§ **Brief**
Transcribe every one of the entries below word for word, omitting the pictures from your answer.

┌─ Input material

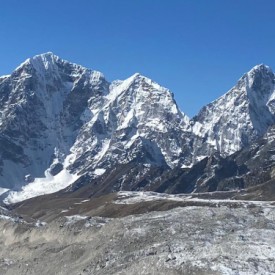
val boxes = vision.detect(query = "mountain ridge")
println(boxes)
[0,52,275,203]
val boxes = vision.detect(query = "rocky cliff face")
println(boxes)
[192,65,275,156]
[0,53,275,203]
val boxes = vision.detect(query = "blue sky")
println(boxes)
[0,0,275,116]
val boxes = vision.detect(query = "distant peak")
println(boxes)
[249,64,273,73]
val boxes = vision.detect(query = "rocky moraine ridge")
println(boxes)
[0,53,275,204]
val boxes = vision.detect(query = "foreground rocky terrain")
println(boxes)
[0,53,275,204]
[0,192,275,275]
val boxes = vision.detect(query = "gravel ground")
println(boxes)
[0,197,275,275]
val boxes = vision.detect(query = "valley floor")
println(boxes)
[0,192,275,275]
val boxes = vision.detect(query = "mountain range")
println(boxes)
[0,53,275,204]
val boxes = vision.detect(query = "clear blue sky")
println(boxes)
[0,0,275,116]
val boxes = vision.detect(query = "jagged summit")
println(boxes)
[0,55,275,202]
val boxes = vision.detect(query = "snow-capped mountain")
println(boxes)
[192,65,275,156]
[0,53,194,201]
[0,53,275,203]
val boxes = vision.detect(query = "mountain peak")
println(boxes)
[247,64,273,77]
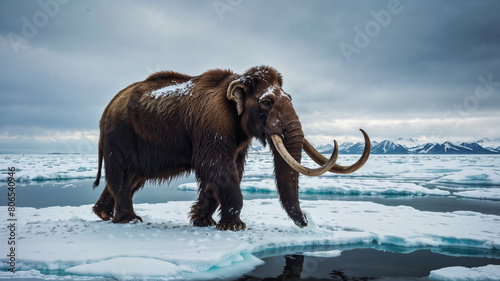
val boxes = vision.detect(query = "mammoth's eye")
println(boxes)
[260,99,273,107]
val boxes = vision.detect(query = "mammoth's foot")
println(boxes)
[217,219,247,231]
[92,202,114,221]
[191,216,216,227]
[112,212,142,223]
[94,207,113,221]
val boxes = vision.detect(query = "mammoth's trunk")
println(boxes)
[271,121,307,227]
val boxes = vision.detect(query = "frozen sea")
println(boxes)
[0,152,500,280]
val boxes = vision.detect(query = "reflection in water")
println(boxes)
[237,247,500,281]
[238,255,375,281]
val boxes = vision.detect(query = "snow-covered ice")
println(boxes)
[0,152,500,280]
[0,199,500,280]
[429,264,500,281]
[0,154,98,182]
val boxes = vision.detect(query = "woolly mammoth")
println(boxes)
[93,66,370,230]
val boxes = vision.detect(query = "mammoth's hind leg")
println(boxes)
[189,181,219,226]
[110,173,142,223]
[92,184,115,221]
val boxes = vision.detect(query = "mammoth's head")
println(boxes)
[227,66,370,227]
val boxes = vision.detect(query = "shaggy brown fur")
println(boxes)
[93,66,307,230]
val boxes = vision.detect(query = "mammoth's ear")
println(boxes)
[227,80,248,115]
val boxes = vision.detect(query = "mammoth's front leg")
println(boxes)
[197,158,246,230]
[189,181,219,226]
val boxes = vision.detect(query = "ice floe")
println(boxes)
[429,265,500,281]
[0,199,500,280]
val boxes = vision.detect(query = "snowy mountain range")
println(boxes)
[317,138,500,154]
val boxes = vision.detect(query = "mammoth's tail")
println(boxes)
[94,133,102,189]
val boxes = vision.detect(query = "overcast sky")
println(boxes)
[0,0,500,153]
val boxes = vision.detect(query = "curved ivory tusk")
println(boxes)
[271,135,339,176]
[304,129,371,174]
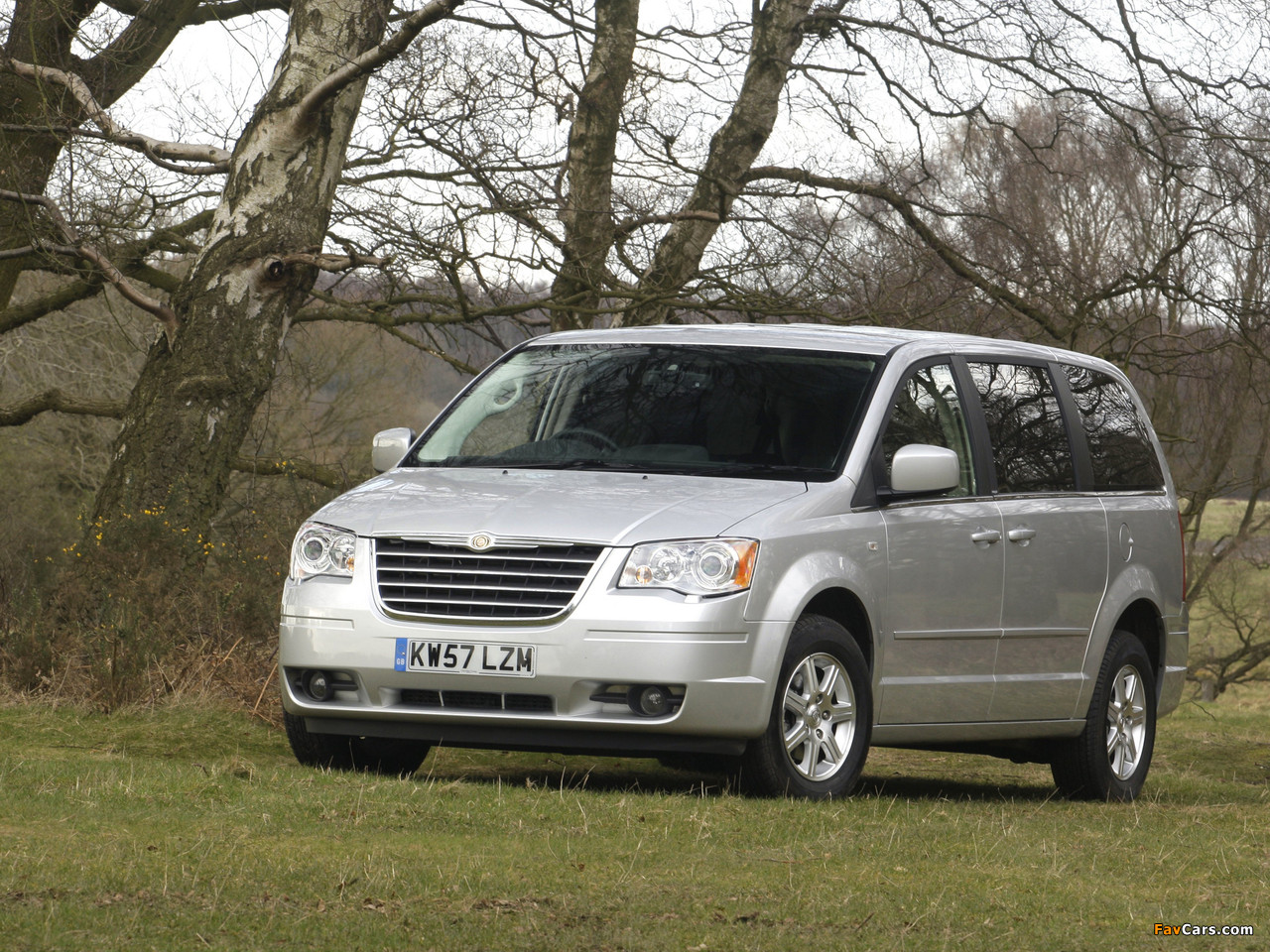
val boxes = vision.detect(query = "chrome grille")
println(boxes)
[375,538,603,618]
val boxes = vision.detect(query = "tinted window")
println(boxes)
[414,344,876,480]
[970,363,1076,493]
[1063,366,1165,490]
[881,364,974,496]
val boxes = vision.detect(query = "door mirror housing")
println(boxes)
[890,443,961,495]
[371,426,414,472]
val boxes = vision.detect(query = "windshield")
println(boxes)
[405,344,876,480]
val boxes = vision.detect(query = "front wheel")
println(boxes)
[282,711,432,776]
[1051,631,1156,802]
[742,615,872,799]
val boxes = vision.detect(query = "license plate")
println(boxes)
[393,639,539,678]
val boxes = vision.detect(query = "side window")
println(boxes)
[969,363,1076,493]
[1063,364,1165,491]
[881,364,975,496]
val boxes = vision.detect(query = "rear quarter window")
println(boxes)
[1063,364,1165,493]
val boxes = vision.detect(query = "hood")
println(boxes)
[313,468,807,545]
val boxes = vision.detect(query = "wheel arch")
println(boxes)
[1114,598,1165,697]
[1075,565,1167,717]
[799,588,874,675]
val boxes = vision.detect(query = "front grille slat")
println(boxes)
[375,538,603,620]
[401,688,555,713]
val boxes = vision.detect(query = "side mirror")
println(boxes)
[890,443,961,495]
[371,426,414,472]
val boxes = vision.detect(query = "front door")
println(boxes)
[876,363,1004,724]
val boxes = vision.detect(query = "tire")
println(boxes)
[282,711,432,776]
[740,615,872,799]
[1051,631,1156,802]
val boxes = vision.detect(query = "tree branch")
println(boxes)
[294,0,463,126]
[0,51,230,176]
[740,165,1063,340]
[232,456,369,491]
[0,189,178,340]
[0,389,124,426]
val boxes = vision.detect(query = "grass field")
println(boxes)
[0,689,1270,952]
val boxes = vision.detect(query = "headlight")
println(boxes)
[291,522,357,580]
[617,538,758,595]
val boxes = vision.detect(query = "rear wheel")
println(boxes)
[1051,631,1156,802]
[742,615,872,799]
[282,711,432,776]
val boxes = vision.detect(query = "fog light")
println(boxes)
[305,671,335,701]
[626,684,671,717]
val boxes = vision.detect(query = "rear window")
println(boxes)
[1063,364,1165,491]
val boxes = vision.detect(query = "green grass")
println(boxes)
[0,689,1270,952]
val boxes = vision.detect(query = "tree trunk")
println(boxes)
[552,0,639,330]
[94,0,391,563]
[625,0,812,323]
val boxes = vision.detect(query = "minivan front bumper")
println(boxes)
[280,539,788,753]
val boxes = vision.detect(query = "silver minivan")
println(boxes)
[280,325,1188,799]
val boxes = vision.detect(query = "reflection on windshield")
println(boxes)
[410,344,876,480]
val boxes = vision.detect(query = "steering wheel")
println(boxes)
[552,426,617,452]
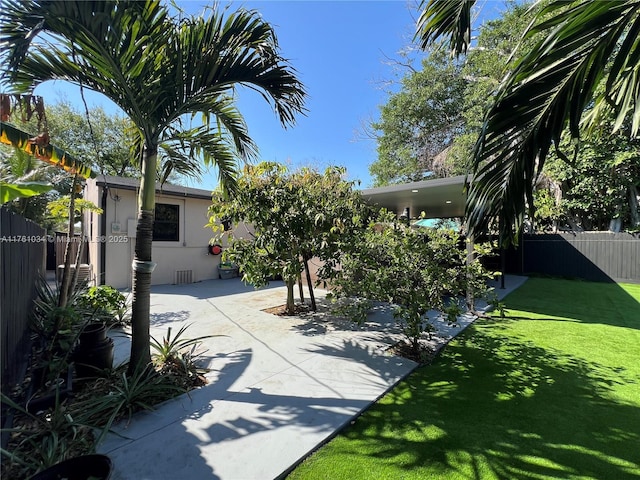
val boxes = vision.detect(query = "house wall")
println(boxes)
[88,177,232,288]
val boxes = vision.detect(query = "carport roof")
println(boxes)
[361,175,467,218]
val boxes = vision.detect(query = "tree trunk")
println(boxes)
[285,279,296,315]
[128,146,158,375]
[68,207,86,296]
[58,174,78,307]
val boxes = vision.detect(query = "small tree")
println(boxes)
[47,192,102,307]
[322,218,498,356]
[209,162,372,314]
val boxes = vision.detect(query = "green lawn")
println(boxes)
[288,278,640,480]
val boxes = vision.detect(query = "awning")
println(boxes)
[0,122,96,178]
[361,175,467,218]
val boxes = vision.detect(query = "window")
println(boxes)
[153,203,180,242]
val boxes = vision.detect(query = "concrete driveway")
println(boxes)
[99,279,524,480]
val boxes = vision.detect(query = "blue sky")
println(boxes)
[36,0,503,189]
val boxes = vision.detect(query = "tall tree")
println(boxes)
[417,0,640,244]
[209,162,373,314]
[369,2,533,185]
[1,0,305,372]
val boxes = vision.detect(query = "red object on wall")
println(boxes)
[209,244,222,255]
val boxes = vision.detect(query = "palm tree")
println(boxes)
[0,0,305,373]
[416,0,640,246]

└─

§ **Right answer**
val boxes = vision.detect(query = "mountain ridge")
println(boxes)
[0,52,275,203]
val boxes = vision.detect(query = "rocky cliff face")
println(boxes)
[192,65,275,156]
[0,53,275,203]
val boxes = vision.detect(query = "blue sky")
println(boxes)
[0,0,275,116]
val boxes = vision.detect(query = "distant peak")
println(boxes)
[249,64,273,73]
val boxes = vision.detect(query = "rocky moraine ridge")
println(boxes)
[0,53,275,204]
val boxes = vision.detect(query = "foreground rocky terrain")
println(boxes)
[0,53,275,204]
[0,192,275,275]
val boxes = vision.detect(query = "gravel ground")
println(boxes)
[0,197,275,275]
val boxes = vision.detect(query = "valley floor")
println(boxes)
[0,192,275,275]
val boxes = vision.detect(query = "mountain range")
println(boxes)
[0,53,275,204]
val boxes = vision.detect(query = "clear blue sky")
println(boxes)
[0,0,275,116]
val boxes = vision.detect(query = "jagged summit")
println(boxes)
[0,55,275,202]
val boxes = vision.detect(query = "snow-capped mountain")
println(boxes)
[192,65,275,156]
[0,53,194,201]
[0,53,275,203]
val boxes = vision.detect(query = "mountain peak")
println(boxes)
[247,64,273,77]
val boxes = vision.detect(query = "mammoth's eye")
println(boxes)
[260,99,273,107]
val boxes = vision.detect(query = "mammoth's foot")
println(boxes)
[217,219,247,231]
[92,202,114,221]
[191,216,216,227]
[112,212,142,223]
[94,207,113,221]
val boxes = vision.detect(query = "mammoth's trunk")
println(boxes)
[271,121,307,227]
val boxes = vision.detect(query = "frozen sea")
println(boxes)
[0,152,500,280]
val boxes = vision.detect(query = "reflection in water")
println(boxes)
[237,247,500,281]
[238,255,375,281]
val boxes = vision.detect(query = "snow-covered ice")
println(boxes)
[0,152,500,280]
[0,199,500,280]
[429,264,500,281]
[0,154,98,182]
val boxes = vision.detect(query = "woolly mammoth")
println(boxes)
[93,66,370,230]
val boxes = vision.detect(query = "mammoth's hind leg")
println(boxes)
[189,181,219,226]
[110,173,142,223]
[92,184,115,221]
val boxes = vision.detect(query = "mammoth's head")
println(boxes)
[227,66,370,227]
val boxes = vision.detect(query = "shaggy brown fur")
println(boxes)
[93,66,307,230]
val boxes = vision.detect(query = "mammoth's ear")
println(boxes)
[227,80,248,115]
val boxes = vision.detect(query = "mammoth's front leg")
println(boxes)
[197,158,246,230]
[189,181,219,226]
val boxes = vision.detect(query = "ice floe")
println(boxes)
[429,265,500,281]
[0,199,500,280]
val boxes = vision.detect(query = "snowy mountain range")
println(boxes)
[317,138,500,154]
val boxes = vision.detect(query = "mammoth's tail")
println(boxes)
[94,133,102,189]
val boxes = vision.detect(query = "overcast sky")
println(boxes)
[0,0,500,153]
val boxes = vision.detect(query = "curved ivory tusk")
println(boxes)
[271,135,339,176]
[304,129,371,174]
val boxes = vision.detect(query = "chrome grille")
println(boxes)
[375,538,603,618]
val boxes = vision.detect(query = "tinted window")
println(boxes)
[414,344,876,480]
[970,363,1076,493]
[1063,366,1165,490]
[881,364,974,496]
val boxes = vision.detect(query = "door mirror housing")
println(boxes)
[890,443,961,495]
[371,426,414,472]
val boxes = vision.detect(query = "windshield")
println(boxes)
[405,344,876,480]
val boxes = vision.detect(query = "front wheel")
println(boxes)
[282,711,432,776]
[1051,631,1156,802]
[742,615,872,799]
val boxes = vision.detect(query = "license plate")
println(boxes)
[393,639,539,678]
val boxes = vision.detect(query = "side window")
println(boxes)
[969,363,1076,493]
[1063,364,1165,491]
[881,364,975,496]
val boxes = vision.detect(query = "rear quarter window")
println(boxes)
[1063,364,1165,493]
val boxes = vision.detect(query = "hood")
println(boxes)
[313,468,807,545]
val boxes = vision.detect(query = "wheel arch")
println(boxes)
[1114,598,1165,697]
[1075,565,1167,717]
[799,588,874,675]
val boxes = vision.detect(query = "front grille slat")
println(boxes)
[375,538,603,620]
[401,688,555,713]
val boxes = vision.detect(query = "side mirror")
println(boxes)
[890,443,961,495]
[371,426,414,472]
val boxes = vision.detect(query = "front door")
println(boxes)
[876,363,1004,724]
val boxes = vision.detect(query = "tire")
println(boxes)
[282,711,432,776]
[740,615,872,799]
[1051,631,1156,802]
val boxes = vision.detect(query = "tree branch")
println(boxes)
[294,0,463,126]
[0,51,230,176]
[740,165,1063,340]
[232,456,369,491]
[0,189,178,340]
[0,389,124,426]
val boxes = vision.detect(query = "grass field")
println(boxes)
[0,689,1270,952]
val boxes = vision.detect(query = "headlight")
println(boxes)
[291,522,357,580]
[617,538,758,595]
val boxes = vision.detect(query = "rear wheel")
println(boxes)
[1051,631,1156,802]
[742,615,872,799]
[282,711,432,776]
val boxes = vision.detect(query = "fog light")
println(boxes)
[305,671,335,701]
[626,684,671,717]
val boxes = vision.detect(query = "rear window")
println(boxes)
[1063,364,1165,491]
val boxes = vision.detect(query = "green grass")
println(boxes)
[0,689,1270,952]
val boxes = vision.detect(query = "tree trunk")
println(boxes)
[552,0,639,330]
[94,0,391,563]
[625,0,812,323]
val boxes = vision.detect(query = "minivan front bumper")
println(boxes)
[280,539,788,753]
val boxes = vision.detect(query = "silver minivan")
println(boxes)
[280,325,1188,799]
val boxes = vision.detect(query = "reflection on windshield")
println(boxes)
[410,344,876,480]
val boxes = vision.detect(query = "steering wheel")
println(boxes)
[552,426,617,452]
val boxes = vision.detect(query = "house wall")
println(boxes)
[88,177,232,288]
val boxes = vision.detect(query = "carport roof")
println(boxes)
[361,175,467,218]
val boxes = vision.detect(query = "tree trunk")
println(boxes)
[285,279,296,315]
[128,146,158,375]
[68,207,86,296]
[58,174,78,307]
val boxes = vision.detect(query = "small tree")
println(boxes)
[47,192,102,307]
[322,218,498,356]
[209,162,372,314]
val boxes = vision.detect(query = "green lawn")
println(boxes)
[288,278,640,480]
val boxes = vision.detect(query = "awning")
println(boxes)
[0,122,96,178]
[361,175,467,218]
val boxes = vision.detect(query = "window")
println(boxes)
[153,203,180,242]
val boxes = vision.detect(query = "concrete driveway")
println(boxes)
[99,279,524,480]
val boxes = vision.detect(query = "blue sky")
println(boxes)
[36,0,503,189]
val boxes = vision.detect(query = "tall tree")
println(boxes)
[417,0,640,244]
[209,162,373,314]
[369,2,533,185]
[1,0,305,372]
val boxes = vision.detect(query = "red object on wall")
println(boxes)
[209,244,222,255]
val boxes = vision.detect(query = "palm tree")
println(boxes)
[0,0,305,373]
[416,0,640,246]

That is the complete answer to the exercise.